- _Consegna_: Secondo l'estratto sul quiet quitting, quante dimissioni volontarie si sono registrate in Italia nel 2022?

##### Estratto del testo

La perdita d’interesse verso la propria professione e la fuga dal lavoro

Negli ultimi anni si è acutizzato il fenomeno del quiet quitting, due parole americane la cui traduzione letterale è “abbandono silenzioso”, ma che in pratica riflette un modus operandi di perdita d’interesse verso la propria professione, impegno lavorativo ridotto e limitato alle sole responsabilità contrattuali, rifiuto di straordinari; il tutto controbilanciato da un’oculata gestione del proprio tempo.

Il quiet quitting è nato negli Stati Uniti, poi si è diffuso velocemente anche nel mondo occidentale e si è affiancato al great resignation (grande dimissione), cioè una fuga dal lavoro che in Italia si traduce in più di due milioni di dimissioni volontarie nel 2022 e altrettante nel 2023; sono dati ufficiali dell’Inps che non ha ancora consolidato il 2024, ma basandosi sui numeri dei primi nove mesi prevede un dato simile agli anni precedenti. 

Le ragioni di entrambi i fenomeni sono da ricercare negli ultimi decenni. 

Nel secolo scorso un impiegato o un operaio entrava in una fabbrica con un forte attaccamento al posto di lavoro e con la garanzia di uscirne con un bel pensionamento. Un legame profondo tanto che la fabbrica era sentita come parte di sé; inoltre su questa forma di fidelizzazione gli industriali riuscivano a trattenere le professioni che diventavano sempre più qualificate.  

All’inizio degli anni 2000 è nato il concetto di lavoro flessibile che si riassume in un impegno nel tempo strettamente necessario per la realizzazione di un progetto. Tale flessibilità, unita al concetto di mobilità, portava a una maggiore libertà personale ma anche ad altri aspetti: la cancellazione del lavoro fisso per un più alto livello di precarietà, una spinta a incrementare la propria attività lavorativa per motivi economici e per eccellere sugli altri professionisti del settore, la ricerca spasmodica di più opportunità di business. In sintesi un maggiore individualismo, la spersonalizzazione dei rapporti individuali e gli impegni prolungati alla sera e nei weekend.  

Successivamente c’è stato il periodo della pandemia che ci ha dato il tempo di riflettere sulle nostre priorità, sul benessere personale e sul tempo trascorso con la famiglia. Inoltre questa emergenza sanitaria ha causato in molti lavoratori una forma di depressione dovuta a orari di lavoro estesi, isolamento fisico, pressioni lavorative legate a ristrutturazioni aziendali o incertezze economiche, ansia per la salute personale e dei propri cari.  

Molti lavoratori hanno iniziato a dare la priorità a un sano equilibrio tra lavoro e vita privata privilegiando quest’ultima. In conclusione il Covid ha agito da catalizzatore del quiet quitting accelerando un cambio di mentalità e acutizzando alcune insoddisfazioni latenti nelle strutture lavorative tradizionali.

##########
##### Informazioni

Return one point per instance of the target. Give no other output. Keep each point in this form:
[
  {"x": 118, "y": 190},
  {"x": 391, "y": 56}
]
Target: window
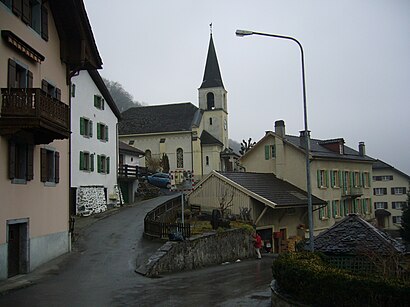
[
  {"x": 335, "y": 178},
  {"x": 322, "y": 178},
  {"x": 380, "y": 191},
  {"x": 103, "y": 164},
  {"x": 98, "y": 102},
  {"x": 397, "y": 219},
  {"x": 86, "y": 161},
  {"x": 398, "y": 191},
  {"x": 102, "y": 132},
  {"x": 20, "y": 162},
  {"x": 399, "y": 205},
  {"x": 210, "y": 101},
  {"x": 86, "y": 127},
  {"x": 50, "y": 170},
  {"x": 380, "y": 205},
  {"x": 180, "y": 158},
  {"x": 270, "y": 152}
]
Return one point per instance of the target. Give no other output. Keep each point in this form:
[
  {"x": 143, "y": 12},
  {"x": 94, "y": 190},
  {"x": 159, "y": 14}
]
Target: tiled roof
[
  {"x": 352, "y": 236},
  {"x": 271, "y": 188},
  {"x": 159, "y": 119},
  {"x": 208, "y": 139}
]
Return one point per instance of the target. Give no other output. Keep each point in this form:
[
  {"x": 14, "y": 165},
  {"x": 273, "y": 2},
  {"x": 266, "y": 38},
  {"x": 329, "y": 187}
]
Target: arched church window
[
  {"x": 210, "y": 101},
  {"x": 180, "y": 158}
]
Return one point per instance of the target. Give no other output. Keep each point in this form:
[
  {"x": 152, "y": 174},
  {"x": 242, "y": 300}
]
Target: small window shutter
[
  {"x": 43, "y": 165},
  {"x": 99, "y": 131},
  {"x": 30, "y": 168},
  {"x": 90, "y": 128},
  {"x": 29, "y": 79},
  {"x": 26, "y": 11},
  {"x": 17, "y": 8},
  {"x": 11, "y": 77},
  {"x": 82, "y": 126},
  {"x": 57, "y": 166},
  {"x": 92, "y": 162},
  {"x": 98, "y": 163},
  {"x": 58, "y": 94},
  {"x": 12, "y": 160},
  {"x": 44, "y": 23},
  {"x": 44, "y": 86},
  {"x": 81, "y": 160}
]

##########

- _La sua risposta_: Più di due milioni.